▶ [YOUR ASSIGNMENT]:
Starting with the first line, output the data exactly, through to the last line.

Dataset entries
----------
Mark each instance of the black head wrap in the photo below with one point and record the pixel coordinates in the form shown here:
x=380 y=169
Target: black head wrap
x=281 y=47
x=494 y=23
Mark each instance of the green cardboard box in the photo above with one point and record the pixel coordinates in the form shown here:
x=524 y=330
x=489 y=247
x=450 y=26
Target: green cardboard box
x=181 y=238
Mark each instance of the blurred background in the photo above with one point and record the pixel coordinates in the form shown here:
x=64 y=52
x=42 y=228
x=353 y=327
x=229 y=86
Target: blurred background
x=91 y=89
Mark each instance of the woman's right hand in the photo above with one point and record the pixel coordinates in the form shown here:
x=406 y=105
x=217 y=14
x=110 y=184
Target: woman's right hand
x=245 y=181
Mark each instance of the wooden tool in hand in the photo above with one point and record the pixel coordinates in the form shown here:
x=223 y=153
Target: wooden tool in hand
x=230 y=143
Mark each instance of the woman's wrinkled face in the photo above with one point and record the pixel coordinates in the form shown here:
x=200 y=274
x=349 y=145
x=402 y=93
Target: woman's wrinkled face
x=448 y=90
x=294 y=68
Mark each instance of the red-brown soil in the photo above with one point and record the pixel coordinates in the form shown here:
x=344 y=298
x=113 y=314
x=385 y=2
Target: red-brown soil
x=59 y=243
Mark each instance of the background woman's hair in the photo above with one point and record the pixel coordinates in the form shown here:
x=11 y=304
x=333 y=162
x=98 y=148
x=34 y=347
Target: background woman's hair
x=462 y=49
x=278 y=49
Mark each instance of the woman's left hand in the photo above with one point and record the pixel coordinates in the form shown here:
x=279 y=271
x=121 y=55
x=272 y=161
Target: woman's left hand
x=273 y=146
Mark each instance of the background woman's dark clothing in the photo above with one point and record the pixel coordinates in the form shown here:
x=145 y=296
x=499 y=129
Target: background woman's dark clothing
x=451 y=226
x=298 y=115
----------
▶ [RESPONSE]:
Mark each instance of the black head wrap in the photo below with one point and record the pixel coordinates in the form shown here:
x=380 y=169
Target: black head wrap
x=281 y=47
x=494 y=23
Mark each instance of the green cardboard box in the photo above with one point and record the pixel coordinates in the form shown here:
x=524 y=330
x=489 y=247
x=450 y=26
Target: green cardboard box
x=181 y=238
Mark each instance of the blurred background in the photo above with one point and record the pixel coordinates in the form shown here:
x=64 y=52
x=42 y=228
x=353 y=327
x=229 y=86
Target: blurred background
x=91 y=89
Mark each instance of the woman's right hand in the photo above with one point and record the pixel coordinates in the form shown here:
x=406 y=105
x=217 y=14
x=110 y=184
Target: woman's right hand
x=245 y=181
Mark each instance of the wooden tool in hand in the photo above with one point and record the pixel coordinates in the form shown here:
x=223 y=153
Target: wooden tool in hand
x=230 y=143
Mark each instance of the woman's wrinkled face in the photo above with one point and record the pixel coordinates in the form shown here:
x=200 y=274
x=349 y=145
x=402 y=93
Target: woman's wrinkled face
x=448 y=90
x=294 y=68
Mark each instance of the red-brown soil in the photo above with one point and record the pixel coordinates in the form shown here:
x=344 y=298
x=113 y=314
x=385 y=2
Target: red-brown soil
x=59 y=243
Mark each instance of the background woman's hair in the photo above with one point and record the pixel coordinates in the form shown here:
x=11 y=304
x=333 y=162
x=98 y=148
x=34 y=347
Target: background woman's hair
x=462 y=49
x=278 y=49
Mark each instance of the woman's left hand in the photo above with one point and record the pixel coordinates in the form shown here:
x=279 y=271
x=121 y=55
x=272 y=161
Target: woman's left hand
x=273 y=146
Mark each instance of the background woman's dark clothing in the photo above with one point and record the pixel coordinates in the form shown here:
x=145 y=296
x=499 y=129
Target: background woman's dark clothing
x=451 y=226
x=298 y=115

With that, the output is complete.